*Parts of the exercise*.
1) Answer these from the forum thread about buying a bred paint mare, one line each:
(a) What record did the mare's sire hold in APHA history?
(b) According to QtrBel, how much would you pay for the mare?
(c) According to Dreamcatcher Arabians, for how much should you be able to buy her?
2) Pick up the forum thread about buying a bred paint mare from the point where it stops, and keep it going.

*Text block*.
++++

Yes, I'm wanting mare for a broodmare. I can train if I wanted, but I'm looking to get out of breaking horses and more into breeding. She is sound, but her not being broke to ride is fine with me, I have other riding horses. The only thing is it's gonna be hard for me to find another mare with papers like hers, and her color is a good bonus for me. She's an own daughter of a paint stallion that is now deceased and this stallion was Highest Open Performance Point earner of all time in APHA history, until passed by one other stallion after his death. Dam side is pretty strong as well and it's hard to pass her up.


----------



## QtrBel (May 31, 2012)

He put a $2000 value on the foal and dropped the total so you pay $1500 for her. That sounds fair. If she is what you suspect and is bred really nicely then it sounds like she could be worth more not less as a broodmare. Talk to the owner about vet responsibilities and getting your money back if she dies during foaling. Feeding to me is a non issue. If he won't be reasonable about vet care directly related to to the pregnancy and giving you your money back if you lose her during the process then walk away. I've bought several this way and some I paid the difference to the full price and kept baby, others I sent baby back after weaning. I always had a clause about vet care and right to decide after baby was on the ground with the mare only portion paid prior and baby portion paid after the fact (within a reasonable time frame).

ETA cute wouldn't cut it no matter the breeding on the papers. She would have to be conformationally correct, have a great mind, proven broodie to go along with those papers as well as be athletic and built for what I had in mind use wise.


----------



## Dreamcatcher Arabians (Nov 14, 2010)

Walk away. The owner is trying to create the fear of loss, missed opportunities, in you as a sales tactic. Tell him you'll be interested when the foal is weaned, IF she hasn't sold by then. $1500 for an untrained, barely halter broke mare is ridiculous, you should be able to buy her for less than half that. He's done nothing with her, will do nothing with her and you're going to have to do everything. This is a complete CRAP deal.


----------



## carshon (Apr 7, 2015)

++++

*Provided records*.
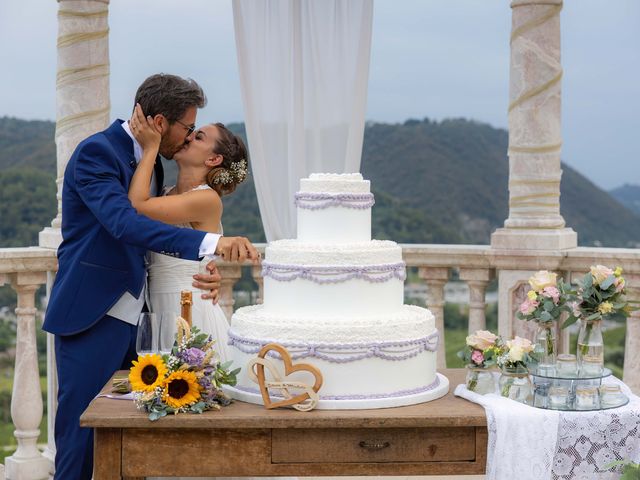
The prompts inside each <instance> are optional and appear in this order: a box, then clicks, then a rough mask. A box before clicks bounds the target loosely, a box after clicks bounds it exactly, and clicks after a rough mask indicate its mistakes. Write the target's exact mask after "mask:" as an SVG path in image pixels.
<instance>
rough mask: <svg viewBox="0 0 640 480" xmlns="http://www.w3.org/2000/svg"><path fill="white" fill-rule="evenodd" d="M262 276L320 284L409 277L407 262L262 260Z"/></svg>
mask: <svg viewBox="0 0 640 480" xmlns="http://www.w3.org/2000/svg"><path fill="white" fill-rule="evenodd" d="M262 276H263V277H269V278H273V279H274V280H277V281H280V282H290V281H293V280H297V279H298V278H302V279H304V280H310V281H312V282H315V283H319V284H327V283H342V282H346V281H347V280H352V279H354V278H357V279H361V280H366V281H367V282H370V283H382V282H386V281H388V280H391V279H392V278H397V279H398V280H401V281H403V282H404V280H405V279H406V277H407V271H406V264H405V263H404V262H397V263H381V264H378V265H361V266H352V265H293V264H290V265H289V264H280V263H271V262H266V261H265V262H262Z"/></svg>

++++

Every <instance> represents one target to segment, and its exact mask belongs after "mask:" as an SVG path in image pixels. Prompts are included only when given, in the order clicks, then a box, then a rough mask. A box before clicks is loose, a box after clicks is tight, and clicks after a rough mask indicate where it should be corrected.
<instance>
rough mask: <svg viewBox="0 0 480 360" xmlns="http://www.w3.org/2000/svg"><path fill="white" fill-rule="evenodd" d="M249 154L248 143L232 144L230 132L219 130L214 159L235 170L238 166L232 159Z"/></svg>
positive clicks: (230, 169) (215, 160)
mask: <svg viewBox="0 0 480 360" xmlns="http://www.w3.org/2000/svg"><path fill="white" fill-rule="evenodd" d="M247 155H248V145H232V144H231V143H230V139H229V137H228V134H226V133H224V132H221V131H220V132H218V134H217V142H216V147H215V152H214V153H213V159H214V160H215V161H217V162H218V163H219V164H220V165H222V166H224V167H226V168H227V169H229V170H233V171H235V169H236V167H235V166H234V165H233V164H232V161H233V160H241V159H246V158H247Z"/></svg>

++++

*Response list*.
1)
(a) Highest Open Performance Point earner of all time in APHA history, until another stallion passed him after his death.
(b) $1500.
(c) Less than half of $1500.

2)
I would walk away. Unless this mare has a show record what her sire did is of very little value - Yes it looks good on papers but show horse preferences change pretty quickly. There must have been something about this mare that made her undesirable to show when she was younger - and that is how she became a broodmare. At 7yrs old does she have any foals on the ground already? What are they doing in the show pen?

What is the market for a broodmare only? Did you contact the breeder that sold her? Why did they sell her?


----------



## my2geldings (Feb 18, 2008)

*Pass*

Honestly there are so many ways that this could go and get VERY messy, that I would pass this one up and keep looking(especially if you're not happy with the price of the mare to begin with, and she isn't even trained to do anything). There are lots of horses on the market for that price range that are of better quality and likely training.


----------



## LoriF (Apr 3, 2015)

It sounds like you really want this mare for your own reasons. Is she worth 1500. to you if she wasn't in foal? If yes, then go for it. Just make sure everything is in writing on how things will go. If she dies from complications from pregnancy/birth will you get your money back? Is the seller going to be responsible for all vet bills related to pregnancy, birth, and the raising of this foal until weaning? I would ask for a copy of her registration to hold until she is paid for and you get the real thing signed over to you. 

I think that if you really want her then you guys can work it out so no one gets a bad end of the stick. Just put it all in writing so there is no misunderstandings or anyone goes back on their word. Maybe see if he will come off of her price a little because you will be feeding for two.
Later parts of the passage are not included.